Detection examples

★ ★ ★ ★

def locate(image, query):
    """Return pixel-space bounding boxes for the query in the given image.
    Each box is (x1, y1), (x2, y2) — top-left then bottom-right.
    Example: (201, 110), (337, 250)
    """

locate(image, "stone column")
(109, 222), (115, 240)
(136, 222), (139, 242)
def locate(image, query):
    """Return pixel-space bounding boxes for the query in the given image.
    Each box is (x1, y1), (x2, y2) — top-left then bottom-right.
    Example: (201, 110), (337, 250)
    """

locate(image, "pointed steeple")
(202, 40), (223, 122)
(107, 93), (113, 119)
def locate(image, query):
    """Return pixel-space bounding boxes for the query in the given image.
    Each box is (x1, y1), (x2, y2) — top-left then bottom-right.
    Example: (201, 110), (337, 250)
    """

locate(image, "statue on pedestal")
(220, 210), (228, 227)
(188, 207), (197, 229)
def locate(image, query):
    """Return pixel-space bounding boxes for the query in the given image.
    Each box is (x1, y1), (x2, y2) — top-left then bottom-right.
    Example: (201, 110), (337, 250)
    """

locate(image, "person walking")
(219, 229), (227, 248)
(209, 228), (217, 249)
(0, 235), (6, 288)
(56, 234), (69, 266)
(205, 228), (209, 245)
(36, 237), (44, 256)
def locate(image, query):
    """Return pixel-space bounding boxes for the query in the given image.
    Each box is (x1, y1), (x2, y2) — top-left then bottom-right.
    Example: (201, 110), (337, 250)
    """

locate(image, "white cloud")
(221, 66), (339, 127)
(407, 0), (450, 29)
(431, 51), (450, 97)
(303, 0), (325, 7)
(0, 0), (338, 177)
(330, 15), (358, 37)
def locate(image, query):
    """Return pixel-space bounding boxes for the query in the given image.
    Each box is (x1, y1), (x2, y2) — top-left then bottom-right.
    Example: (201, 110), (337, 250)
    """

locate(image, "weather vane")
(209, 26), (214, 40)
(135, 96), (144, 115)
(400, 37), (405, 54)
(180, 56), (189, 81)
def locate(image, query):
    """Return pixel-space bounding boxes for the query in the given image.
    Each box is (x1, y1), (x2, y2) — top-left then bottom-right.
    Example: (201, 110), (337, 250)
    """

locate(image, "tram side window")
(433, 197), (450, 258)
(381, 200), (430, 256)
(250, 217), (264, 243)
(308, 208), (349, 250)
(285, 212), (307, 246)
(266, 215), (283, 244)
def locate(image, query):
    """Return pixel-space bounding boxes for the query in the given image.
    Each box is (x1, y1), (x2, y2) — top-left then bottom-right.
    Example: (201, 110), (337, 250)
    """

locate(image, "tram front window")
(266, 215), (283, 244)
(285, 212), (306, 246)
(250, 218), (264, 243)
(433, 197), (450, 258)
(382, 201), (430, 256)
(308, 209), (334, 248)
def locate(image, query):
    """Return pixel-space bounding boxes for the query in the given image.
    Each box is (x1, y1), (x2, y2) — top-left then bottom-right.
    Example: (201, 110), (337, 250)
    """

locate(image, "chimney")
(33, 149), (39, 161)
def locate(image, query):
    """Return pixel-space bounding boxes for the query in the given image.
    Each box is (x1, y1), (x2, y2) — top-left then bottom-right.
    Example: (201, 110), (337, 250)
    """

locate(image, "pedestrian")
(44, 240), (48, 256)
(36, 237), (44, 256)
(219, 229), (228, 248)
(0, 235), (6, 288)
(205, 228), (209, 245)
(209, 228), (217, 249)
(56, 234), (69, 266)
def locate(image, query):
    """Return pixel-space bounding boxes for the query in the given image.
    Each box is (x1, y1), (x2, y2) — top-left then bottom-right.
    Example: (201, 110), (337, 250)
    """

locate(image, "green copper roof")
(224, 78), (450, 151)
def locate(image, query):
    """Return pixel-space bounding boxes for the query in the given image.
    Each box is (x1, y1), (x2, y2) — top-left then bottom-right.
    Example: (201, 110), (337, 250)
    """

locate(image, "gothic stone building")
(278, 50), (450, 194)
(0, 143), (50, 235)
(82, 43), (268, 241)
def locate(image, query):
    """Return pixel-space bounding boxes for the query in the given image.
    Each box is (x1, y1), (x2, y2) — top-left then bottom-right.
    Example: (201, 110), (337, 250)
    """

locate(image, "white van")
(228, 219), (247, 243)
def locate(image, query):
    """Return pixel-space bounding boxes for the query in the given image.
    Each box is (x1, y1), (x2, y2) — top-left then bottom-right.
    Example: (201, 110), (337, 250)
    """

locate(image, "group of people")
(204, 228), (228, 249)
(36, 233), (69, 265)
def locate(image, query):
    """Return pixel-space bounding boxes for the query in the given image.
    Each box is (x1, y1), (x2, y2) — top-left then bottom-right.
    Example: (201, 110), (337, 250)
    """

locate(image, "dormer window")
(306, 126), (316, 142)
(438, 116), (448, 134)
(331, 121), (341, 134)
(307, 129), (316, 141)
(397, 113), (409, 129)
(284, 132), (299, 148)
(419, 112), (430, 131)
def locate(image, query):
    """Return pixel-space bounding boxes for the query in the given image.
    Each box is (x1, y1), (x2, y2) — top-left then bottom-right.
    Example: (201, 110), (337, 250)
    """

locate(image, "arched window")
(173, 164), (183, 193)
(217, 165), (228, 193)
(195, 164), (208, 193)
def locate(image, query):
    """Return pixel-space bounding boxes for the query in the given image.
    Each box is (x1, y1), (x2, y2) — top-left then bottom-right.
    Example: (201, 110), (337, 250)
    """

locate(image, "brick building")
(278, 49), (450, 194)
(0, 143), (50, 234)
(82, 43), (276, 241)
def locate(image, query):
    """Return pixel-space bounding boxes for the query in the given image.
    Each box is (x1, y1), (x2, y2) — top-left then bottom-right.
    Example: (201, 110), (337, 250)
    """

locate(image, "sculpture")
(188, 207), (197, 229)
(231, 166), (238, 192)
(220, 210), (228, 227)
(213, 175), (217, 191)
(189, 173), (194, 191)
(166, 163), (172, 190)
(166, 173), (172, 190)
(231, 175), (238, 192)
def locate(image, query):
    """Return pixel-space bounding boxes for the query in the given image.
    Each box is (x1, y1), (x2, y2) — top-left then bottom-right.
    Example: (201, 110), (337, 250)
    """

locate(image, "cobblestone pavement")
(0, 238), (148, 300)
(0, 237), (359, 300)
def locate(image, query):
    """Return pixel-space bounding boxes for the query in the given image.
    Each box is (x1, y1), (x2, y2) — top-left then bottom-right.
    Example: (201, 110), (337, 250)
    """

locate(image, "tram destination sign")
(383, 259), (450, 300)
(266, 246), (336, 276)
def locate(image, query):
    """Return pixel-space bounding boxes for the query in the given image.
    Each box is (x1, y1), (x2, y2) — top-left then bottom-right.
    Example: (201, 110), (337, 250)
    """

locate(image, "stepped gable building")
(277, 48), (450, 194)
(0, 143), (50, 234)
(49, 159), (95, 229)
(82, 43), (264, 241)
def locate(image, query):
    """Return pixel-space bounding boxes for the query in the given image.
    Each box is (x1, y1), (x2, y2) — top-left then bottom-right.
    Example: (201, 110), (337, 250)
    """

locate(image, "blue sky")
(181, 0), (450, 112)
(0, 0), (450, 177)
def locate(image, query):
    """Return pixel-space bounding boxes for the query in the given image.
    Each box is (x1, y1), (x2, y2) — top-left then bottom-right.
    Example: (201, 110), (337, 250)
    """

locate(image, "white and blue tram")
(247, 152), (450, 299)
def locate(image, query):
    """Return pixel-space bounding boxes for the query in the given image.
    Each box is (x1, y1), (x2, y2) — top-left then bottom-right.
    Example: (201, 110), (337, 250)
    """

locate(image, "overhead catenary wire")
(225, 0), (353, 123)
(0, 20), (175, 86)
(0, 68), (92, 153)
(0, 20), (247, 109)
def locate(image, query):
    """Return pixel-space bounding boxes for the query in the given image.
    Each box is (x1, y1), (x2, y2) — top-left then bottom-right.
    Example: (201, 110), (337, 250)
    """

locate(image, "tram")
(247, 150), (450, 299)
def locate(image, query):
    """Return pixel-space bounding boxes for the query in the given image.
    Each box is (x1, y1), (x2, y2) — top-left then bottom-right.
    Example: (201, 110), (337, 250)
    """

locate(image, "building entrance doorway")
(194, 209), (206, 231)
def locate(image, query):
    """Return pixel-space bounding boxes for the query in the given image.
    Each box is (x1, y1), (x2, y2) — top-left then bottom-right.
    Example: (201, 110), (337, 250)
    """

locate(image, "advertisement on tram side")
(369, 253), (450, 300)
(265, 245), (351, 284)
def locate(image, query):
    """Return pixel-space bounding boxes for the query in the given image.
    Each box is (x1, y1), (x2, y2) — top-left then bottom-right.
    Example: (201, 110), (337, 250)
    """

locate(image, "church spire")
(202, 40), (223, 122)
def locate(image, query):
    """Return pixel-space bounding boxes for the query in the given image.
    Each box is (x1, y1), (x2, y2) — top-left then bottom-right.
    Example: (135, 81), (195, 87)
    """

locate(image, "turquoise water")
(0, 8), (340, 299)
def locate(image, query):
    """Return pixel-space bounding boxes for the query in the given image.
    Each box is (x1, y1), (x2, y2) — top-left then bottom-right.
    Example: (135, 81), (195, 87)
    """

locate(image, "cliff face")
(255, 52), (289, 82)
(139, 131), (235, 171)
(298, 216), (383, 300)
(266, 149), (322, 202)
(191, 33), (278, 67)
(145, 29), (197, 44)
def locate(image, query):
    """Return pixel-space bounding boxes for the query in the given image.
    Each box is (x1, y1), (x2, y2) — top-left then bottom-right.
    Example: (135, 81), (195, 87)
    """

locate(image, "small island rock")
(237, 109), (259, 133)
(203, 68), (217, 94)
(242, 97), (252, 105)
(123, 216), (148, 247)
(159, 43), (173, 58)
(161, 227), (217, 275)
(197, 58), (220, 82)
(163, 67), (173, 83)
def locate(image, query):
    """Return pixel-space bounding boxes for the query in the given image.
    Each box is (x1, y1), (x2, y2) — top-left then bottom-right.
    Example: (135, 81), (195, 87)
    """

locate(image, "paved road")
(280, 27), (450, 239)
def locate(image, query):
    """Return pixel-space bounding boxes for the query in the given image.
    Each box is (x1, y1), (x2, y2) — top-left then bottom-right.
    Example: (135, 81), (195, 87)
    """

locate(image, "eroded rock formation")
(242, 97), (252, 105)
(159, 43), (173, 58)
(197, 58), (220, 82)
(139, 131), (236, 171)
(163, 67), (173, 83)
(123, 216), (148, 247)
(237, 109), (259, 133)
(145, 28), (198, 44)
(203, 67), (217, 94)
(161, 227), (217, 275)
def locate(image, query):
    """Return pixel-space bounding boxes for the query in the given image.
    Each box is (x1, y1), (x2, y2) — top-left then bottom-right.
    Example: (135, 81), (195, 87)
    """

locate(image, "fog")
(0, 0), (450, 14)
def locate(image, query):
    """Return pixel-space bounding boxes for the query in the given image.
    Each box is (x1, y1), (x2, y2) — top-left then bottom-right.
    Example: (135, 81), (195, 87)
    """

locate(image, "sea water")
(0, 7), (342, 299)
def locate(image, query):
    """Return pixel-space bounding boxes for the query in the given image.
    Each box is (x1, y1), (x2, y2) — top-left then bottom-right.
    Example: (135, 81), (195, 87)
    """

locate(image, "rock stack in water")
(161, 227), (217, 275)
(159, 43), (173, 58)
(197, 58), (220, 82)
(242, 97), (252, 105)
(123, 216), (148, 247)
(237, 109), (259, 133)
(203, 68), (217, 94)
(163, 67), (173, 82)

★ ★ ★ ★

Can you reproduce everything above from the start of the records down to the line containing "(136, 222), (139, 242)", with the requests left unchanged? Multiply only the coordinates in the answers by 2.05 and round each to a whole number, with halves rounded up.

def locate(image, query):
    """Return pixel-space bounding boxes for the query in the given image.
    Each box is (x1, y1), (x2, y2) — top-left then bottom-right.
    Example: (201, 110), (337, 250)
    """

locate(image, "stone column")
(223, 455), (236, 492)
(279, 455), (285, 496)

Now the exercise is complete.